Stated problem 1 - In the article about the Stanford students' Do Not Track software, which two browsers do not support the software?
Stated problem 2 - From the article on the Stanford Do Not Track software, extract the passage starting with "As a government" and going on through "make it work.".

As a government agency pushes for a "do not track" mechanism to protect online consumer privacy, a pair of Stanford graduate students is developing the technology to make it work.

For about four months before Wednesday's release of the Federal Trade Commission's recommendations for increasing Internet privacy, Jonathan Mayer and Arvind Narayanan have been creating software that would let users opt out of third-party web tracking and tell advertisers to stop following them online.

"People get creeped out by some of the advertising that happens online," said Mayer, who is working toward a PhD in computer science and a law degree. "What concerns us is if you're on a site like Amazon and you go looking for shoes, then someone tells a behavioral advertising service that you've been looking for shoes. So the next time you're off on another shopping site, they'll ask if you're still looking for shoes. It feels invasive."

The students' idea for their Do Not Track program is fairly straightforward. Whenever a web browser such as Firefox requests content or sends data using HTTP, it can optionally include extra header information. Do Not Track adds a header that signals the user does not want to be tracked.

The technology can now be installed as an add-on for Firefox, and Mayer and Narayanan are working to make it operate with Chrome. Safari and Internet Explorer do not support their software. Once the add-on is installed, the user doesn't have to do anything else. Each time a website is visited, a do-not-track message is automatically sent.

The students, who have been working with Stanford Computer Science Professor John Mitchell, are also creating ways to configure web servers to honor their code.

Sending businesses and advertisers the message that you don't want to be tracked is one thing. But getting them to respect your privacy is another – and it's something that hinges on government enforcement.

"At the end of day, Congress would probably have to pass a law empowering the FTC to enforce this," said Ryan Calo, director of the Consumer Privacy Project for Stanford Law School's Center for Internet and Society. Mayer is a student fellow at the center, and Narayanan — a postdoctoral researcher in computer science — is a junior affiliate scholar at the center.

"The FTC could also say they are responsible for policing the Internet for deceptive and unfair practices, so if a consumer says he doesn't want to be tracked and you track him, that can be seen as an unfair practice," Calo said. "But to get the proper amount of teeth behind something like this, you really need Congress to act." The FTC's recommendations — contained in a 79-page report that was approved unanimously by the five-member commission &mdash are open to public comments through the end of January.

"We always thought Do Not Track was a great technical idea, and it has a real impact that's feasible," Mayer said. "Now having the FTC say it's a good idea &mdash you just can't ask for more than that on a research project."

Data records -
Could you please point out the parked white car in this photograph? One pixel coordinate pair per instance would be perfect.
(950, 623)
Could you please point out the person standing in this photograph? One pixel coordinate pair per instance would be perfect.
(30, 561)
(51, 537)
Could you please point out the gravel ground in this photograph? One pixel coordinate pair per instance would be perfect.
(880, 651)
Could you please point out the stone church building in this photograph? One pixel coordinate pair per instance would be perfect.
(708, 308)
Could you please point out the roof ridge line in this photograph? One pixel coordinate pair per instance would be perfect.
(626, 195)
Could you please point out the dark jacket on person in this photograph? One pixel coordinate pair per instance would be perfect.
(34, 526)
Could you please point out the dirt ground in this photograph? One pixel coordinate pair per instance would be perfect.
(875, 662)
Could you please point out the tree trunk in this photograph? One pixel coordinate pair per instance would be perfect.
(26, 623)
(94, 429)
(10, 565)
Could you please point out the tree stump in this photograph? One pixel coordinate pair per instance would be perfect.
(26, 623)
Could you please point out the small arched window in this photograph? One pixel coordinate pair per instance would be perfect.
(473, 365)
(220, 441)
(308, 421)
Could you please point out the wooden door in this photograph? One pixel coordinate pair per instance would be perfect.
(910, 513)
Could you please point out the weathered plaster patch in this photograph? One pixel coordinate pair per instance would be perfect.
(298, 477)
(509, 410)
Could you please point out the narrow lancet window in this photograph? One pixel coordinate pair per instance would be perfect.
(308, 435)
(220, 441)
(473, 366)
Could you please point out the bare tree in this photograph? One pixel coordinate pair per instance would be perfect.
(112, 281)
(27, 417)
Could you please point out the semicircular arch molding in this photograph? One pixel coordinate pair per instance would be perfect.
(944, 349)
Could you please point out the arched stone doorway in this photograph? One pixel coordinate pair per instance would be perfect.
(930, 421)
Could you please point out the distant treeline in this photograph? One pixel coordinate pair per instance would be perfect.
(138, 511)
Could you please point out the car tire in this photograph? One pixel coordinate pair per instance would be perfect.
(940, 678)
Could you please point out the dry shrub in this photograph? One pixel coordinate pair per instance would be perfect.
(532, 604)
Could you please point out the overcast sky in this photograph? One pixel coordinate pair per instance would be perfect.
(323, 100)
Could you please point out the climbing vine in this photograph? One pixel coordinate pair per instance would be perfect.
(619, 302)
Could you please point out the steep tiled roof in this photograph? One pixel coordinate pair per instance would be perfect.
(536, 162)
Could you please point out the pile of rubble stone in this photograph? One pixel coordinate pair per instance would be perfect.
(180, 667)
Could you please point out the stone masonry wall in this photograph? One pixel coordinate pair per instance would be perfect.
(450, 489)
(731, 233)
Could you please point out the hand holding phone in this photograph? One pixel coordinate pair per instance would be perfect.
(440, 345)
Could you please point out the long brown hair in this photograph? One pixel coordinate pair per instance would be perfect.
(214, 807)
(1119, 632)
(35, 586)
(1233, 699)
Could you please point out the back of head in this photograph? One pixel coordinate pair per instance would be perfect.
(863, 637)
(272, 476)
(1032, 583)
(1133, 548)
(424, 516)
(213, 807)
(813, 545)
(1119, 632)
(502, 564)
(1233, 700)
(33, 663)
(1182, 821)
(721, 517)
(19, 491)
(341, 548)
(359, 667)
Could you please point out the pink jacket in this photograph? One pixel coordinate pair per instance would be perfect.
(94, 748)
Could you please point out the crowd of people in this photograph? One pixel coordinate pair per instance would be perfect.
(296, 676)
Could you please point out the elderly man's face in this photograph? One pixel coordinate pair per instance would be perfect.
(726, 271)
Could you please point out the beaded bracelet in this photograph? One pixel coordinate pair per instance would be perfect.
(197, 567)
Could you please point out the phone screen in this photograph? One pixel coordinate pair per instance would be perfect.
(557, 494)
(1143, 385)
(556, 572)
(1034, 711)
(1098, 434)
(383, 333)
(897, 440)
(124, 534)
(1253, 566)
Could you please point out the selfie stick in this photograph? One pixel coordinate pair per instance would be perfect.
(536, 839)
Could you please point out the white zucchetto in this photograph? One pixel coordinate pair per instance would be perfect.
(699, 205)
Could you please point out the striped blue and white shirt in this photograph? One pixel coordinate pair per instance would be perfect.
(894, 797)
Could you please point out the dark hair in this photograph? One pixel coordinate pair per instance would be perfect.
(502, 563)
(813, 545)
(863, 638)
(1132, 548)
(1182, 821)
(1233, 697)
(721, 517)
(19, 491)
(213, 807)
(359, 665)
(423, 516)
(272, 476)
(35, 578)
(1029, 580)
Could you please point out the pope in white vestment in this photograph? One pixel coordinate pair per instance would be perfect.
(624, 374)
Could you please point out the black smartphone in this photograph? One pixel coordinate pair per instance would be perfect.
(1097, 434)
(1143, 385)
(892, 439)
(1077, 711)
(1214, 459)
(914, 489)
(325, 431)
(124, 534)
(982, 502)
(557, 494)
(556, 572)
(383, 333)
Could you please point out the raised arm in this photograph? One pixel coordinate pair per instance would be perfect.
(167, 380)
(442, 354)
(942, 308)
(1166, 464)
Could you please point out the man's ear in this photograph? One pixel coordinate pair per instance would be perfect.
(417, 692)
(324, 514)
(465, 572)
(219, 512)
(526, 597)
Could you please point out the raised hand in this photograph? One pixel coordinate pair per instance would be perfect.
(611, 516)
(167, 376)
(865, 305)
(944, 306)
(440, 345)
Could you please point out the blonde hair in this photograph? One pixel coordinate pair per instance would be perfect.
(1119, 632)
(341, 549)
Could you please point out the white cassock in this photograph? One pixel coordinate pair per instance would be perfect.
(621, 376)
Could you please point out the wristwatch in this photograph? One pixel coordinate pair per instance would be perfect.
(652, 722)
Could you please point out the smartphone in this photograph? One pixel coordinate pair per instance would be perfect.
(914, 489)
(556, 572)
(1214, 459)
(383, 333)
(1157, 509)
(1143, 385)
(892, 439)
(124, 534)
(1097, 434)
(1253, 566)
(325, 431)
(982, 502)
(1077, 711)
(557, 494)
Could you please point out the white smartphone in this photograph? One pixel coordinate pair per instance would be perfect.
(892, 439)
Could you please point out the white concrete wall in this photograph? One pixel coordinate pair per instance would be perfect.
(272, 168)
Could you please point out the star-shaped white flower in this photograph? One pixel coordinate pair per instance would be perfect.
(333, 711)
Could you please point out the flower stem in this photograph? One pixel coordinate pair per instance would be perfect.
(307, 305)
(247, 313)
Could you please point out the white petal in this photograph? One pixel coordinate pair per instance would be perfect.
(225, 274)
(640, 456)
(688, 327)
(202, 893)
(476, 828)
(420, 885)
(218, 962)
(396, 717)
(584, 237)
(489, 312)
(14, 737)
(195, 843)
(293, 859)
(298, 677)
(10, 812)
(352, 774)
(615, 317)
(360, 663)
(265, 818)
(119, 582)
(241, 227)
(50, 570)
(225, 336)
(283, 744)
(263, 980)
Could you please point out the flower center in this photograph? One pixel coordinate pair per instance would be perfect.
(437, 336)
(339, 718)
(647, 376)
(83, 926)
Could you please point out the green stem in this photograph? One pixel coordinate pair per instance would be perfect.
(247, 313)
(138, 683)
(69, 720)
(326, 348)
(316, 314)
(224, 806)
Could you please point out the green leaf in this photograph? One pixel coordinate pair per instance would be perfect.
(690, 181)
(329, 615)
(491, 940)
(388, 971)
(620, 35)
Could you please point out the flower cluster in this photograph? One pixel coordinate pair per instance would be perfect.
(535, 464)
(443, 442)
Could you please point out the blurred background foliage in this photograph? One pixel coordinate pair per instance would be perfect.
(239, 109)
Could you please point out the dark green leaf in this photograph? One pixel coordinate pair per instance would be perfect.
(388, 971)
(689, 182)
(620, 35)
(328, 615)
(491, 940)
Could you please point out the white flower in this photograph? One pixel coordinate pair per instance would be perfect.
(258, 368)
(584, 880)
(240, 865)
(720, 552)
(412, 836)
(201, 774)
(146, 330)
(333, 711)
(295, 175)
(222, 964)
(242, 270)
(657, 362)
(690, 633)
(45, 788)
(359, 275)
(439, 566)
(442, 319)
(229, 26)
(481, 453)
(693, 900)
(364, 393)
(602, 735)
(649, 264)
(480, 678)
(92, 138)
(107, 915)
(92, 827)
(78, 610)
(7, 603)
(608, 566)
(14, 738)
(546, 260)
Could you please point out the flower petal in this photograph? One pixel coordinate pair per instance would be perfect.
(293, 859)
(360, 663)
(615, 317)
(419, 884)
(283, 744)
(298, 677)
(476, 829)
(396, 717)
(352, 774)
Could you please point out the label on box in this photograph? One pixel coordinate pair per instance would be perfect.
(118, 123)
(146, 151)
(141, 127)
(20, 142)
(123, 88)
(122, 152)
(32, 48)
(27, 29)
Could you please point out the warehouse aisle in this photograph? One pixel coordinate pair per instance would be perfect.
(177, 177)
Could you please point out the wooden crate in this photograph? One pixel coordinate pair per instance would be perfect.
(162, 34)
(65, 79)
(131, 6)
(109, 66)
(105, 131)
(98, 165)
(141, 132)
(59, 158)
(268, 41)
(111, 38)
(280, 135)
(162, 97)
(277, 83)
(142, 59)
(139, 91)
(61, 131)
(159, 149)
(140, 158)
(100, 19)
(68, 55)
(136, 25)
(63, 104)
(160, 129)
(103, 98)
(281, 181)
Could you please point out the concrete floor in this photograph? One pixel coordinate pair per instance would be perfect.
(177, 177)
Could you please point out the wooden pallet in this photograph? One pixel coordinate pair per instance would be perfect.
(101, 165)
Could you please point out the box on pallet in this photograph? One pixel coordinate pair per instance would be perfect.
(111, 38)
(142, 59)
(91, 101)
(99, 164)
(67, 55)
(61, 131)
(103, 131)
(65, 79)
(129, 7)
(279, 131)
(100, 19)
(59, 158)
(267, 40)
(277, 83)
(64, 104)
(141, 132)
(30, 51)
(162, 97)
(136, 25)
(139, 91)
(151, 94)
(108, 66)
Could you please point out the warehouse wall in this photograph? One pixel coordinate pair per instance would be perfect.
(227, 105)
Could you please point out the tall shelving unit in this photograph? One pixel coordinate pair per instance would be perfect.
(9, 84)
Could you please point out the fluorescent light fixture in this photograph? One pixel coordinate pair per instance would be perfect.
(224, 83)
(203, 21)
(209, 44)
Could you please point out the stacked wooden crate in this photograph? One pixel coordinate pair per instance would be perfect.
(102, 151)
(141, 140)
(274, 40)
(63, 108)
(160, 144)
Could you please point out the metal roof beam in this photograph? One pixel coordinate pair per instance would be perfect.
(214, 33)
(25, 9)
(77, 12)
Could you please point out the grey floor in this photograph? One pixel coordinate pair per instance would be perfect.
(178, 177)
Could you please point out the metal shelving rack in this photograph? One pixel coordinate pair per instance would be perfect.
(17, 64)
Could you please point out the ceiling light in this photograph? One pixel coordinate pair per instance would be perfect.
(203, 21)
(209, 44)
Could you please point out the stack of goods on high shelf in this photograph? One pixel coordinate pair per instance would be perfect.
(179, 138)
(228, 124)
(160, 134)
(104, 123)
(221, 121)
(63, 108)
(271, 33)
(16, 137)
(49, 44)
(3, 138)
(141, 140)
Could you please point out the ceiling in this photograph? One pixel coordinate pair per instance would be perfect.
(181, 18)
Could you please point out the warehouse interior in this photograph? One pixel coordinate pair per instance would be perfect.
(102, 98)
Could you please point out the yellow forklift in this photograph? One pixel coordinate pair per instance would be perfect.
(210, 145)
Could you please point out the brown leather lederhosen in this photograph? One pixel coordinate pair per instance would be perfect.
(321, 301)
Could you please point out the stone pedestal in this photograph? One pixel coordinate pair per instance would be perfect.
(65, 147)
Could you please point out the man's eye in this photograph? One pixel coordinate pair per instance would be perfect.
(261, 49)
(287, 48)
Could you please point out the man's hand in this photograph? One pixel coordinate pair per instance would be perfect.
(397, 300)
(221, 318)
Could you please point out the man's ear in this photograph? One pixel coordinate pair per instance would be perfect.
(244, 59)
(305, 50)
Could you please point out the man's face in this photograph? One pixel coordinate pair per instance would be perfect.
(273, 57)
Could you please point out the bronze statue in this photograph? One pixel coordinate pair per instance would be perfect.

Exercise output 1 - Safari and Internet Explorer.

Exercise output 2 -
As a government agency pushes for a "do not track" mechanism to protect online consumer privacy, a pair of Stanford graduate students is developing the technology to make it work.